ASSIGNMENT: Everything from the line containing "<point>368,136</point>" to the last line of the listing below, inclusive, is what you should output, exactly as it appears.
☆ ☆ ☆
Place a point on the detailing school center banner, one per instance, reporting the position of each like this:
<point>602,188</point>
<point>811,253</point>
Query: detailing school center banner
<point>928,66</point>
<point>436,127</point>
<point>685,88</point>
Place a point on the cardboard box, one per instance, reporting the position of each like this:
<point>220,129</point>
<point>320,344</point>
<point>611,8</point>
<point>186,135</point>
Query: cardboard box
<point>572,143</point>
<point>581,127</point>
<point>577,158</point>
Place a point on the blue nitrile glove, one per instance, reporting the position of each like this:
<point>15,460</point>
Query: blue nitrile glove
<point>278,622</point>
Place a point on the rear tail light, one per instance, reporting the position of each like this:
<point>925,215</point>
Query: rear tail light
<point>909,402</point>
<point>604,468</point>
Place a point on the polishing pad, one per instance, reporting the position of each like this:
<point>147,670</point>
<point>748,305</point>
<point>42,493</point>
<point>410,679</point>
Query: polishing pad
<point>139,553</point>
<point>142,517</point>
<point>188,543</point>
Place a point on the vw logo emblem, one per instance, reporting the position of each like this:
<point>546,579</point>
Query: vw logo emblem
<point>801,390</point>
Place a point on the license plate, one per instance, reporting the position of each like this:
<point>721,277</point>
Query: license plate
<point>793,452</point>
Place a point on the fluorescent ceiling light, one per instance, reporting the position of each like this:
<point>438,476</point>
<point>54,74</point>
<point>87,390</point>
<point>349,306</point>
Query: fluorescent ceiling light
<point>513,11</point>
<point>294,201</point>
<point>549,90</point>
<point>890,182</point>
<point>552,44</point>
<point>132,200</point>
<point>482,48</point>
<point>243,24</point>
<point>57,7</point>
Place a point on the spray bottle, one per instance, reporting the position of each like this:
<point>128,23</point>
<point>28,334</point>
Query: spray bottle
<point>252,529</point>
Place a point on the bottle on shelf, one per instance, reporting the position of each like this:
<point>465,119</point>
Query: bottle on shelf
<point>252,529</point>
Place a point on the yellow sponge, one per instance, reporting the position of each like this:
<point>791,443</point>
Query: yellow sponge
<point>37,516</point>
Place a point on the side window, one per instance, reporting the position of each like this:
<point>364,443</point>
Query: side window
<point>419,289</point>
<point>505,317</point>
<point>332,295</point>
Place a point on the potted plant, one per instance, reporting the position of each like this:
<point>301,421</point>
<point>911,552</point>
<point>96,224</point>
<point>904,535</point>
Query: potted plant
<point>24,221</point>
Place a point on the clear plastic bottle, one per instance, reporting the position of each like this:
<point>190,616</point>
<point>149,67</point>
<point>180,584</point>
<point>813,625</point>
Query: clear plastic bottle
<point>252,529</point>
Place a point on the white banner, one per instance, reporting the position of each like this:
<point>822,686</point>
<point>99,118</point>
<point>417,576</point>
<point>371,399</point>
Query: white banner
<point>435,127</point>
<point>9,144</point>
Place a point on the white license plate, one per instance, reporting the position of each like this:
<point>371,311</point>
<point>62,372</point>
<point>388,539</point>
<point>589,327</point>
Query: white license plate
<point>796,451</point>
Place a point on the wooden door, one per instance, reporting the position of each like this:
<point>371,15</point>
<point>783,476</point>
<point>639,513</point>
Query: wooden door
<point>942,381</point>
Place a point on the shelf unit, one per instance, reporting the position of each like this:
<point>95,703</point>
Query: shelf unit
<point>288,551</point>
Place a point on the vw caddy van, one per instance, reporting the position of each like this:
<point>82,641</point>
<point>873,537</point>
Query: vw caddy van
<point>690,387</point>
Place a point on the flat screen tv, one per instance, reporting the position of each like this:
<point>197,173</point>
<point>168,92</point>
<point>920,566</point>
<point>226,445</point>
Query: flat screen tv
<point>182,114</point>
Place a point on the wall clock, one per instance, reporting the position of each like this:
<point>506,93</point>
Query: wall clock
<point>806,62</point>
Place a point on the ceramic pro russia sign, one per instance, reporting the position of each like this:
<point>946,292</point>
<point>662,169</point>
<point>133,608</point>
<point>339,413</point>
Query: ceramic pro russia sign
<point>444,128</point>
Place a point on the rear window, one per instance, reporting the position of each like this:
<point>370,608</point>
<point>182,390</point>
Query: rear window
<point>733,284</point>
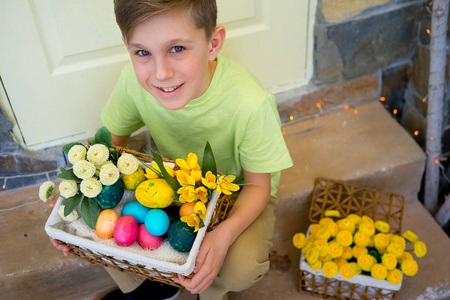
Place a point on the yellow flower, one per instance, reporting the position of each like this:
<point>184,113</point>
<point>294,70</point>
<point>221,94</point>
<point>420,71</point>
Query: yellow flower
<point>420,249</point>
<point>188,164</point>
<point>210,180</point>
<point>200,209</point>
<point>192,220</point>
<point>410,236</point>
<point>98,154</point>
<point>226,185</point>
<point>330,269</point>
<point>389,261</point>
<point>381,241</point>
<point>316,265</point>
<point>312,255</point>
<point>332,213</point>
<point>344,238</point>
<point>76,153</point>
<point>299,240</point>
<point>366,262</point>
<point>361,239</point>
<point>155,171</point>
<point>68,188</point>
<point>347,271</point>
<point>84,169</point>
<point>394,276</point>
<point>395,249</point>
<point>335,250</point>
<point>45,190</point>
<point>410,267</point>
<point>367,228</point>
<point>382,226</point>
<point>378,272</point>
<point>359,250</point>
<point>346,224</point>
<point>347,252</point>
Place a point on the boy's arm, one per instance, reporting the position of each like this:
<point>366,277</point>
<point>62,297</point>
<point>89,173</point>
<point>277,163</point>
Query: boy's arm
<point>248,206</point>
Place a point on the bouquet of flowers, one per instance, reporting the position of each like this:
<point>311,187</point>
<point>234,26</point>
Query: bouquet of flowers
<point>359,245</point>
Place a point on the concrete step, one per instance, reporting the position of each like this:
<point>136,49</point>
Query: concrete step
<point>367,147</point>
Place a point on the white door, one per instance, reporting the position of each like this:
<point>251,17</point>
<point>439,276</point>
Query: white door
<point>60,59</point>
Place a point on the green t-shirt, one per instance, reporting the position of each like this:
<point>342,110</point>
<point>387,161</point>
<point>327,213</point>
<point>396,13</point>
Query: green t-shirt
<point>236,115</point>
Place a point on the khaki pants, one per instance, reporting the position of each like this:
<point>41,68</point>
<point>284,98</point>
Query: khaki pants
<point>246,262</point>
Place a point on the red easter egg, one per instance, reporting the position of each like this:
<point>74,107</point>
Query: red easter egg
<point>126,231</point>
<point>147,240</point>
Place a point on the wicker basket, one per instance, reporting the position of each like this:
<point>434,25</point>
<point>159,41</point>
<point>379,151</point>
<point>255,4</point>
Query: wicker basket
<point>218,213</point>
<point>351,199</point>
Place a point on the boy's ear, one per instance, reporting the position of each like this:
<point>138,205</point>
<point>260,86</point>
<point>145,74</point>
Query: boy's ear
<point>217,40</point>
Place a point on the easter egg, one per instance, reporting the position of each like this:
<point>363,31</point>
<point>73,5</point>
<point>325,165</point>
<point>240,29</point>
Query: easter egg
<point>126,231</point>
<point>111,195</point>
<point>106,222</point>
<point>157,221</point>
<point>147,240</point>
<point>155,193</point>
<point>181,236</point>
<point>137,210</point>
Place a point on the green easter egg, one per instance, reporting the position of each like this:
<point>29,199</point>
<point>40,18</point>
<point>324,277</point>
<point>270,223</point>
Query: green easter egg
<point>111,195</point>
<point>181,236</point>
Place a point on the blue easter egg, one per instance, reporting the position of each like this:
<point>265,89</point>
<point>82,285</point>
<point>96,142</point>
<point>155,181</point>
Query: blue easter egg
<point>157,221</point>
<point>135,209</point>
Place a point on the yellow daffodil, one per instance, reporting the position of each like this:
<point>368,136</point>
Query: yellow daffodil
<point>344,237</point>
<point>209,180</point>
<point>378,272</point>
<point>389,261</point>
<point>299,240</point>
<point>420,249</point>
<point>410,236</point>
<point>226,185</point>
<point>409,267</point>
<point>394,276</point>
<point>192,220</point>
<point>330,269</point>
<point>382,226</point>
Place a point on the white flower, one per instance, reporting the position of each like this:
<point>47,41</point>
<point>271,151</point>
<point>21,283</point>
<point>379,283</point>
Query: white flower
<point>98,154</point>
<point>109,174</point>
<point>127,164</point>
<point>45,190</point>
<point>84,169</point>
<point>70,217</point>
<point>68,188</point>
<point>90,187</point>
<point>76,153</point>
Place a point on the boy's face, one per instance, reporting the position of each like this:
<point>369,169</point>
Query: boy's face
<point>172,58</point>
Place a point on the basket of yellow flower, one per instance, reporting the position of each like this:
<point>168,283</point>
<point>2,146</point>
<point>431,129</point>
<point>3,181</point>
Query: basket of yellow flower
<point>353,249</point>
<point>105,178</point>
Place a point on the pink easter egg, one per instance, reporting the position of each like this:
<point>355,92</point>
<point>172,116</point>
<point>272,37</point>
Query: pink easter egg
☆ ☆ ☆
EXERCISE ANSWER:
<point>368,136</point>
Query: yellow daffodil
<point>344,237</point>
<point>209,180</point>
<point>378,272</point>
<point>389,261</point>
<point>299,240</point>
<point>420,249</point>
<point>410,236</point>
<point>226,185</point>
<point>409,267</point>
<point>394,276</point>
<point>192,220</point>
<point>330,269</point>
<point>382,226</point>
Place a point on the white flower, one per instance, reporting the position of each like this:
<point>47,41</point>
<point>271,151</point>
<point>21,283</point>
<point>379,283</point>
Query: white flower
<point>98,154</point>
<point>109,174</point>
<point>127,164</point>
<point>45,190</point>
<point>84,169</point>
<point>70,217</point>
<point>68,188</point>
<point>90,187</point>
<point>76,153</point>
Place a point on the boy's face, one per instance, reporting the position of each like this:
<point>369,169</point>
Query: boy's face
<point>172,58</point>
Place a point on the basket of yellow flower, one per instance, reporting the position of each like this:
<point>168,283</point>
<point>2,146</point>
<point>431,129</point>
<point>3,181</point>
Query: basket of yellow flower
<point>353,249</point>
<point>105,178</point>
Place a point on the pink easter egg, one per instance, reporting the position of each like this:
<point>355,92</point>
<point>172,116</point>
<point>272,37</point>
Query: pink easter egg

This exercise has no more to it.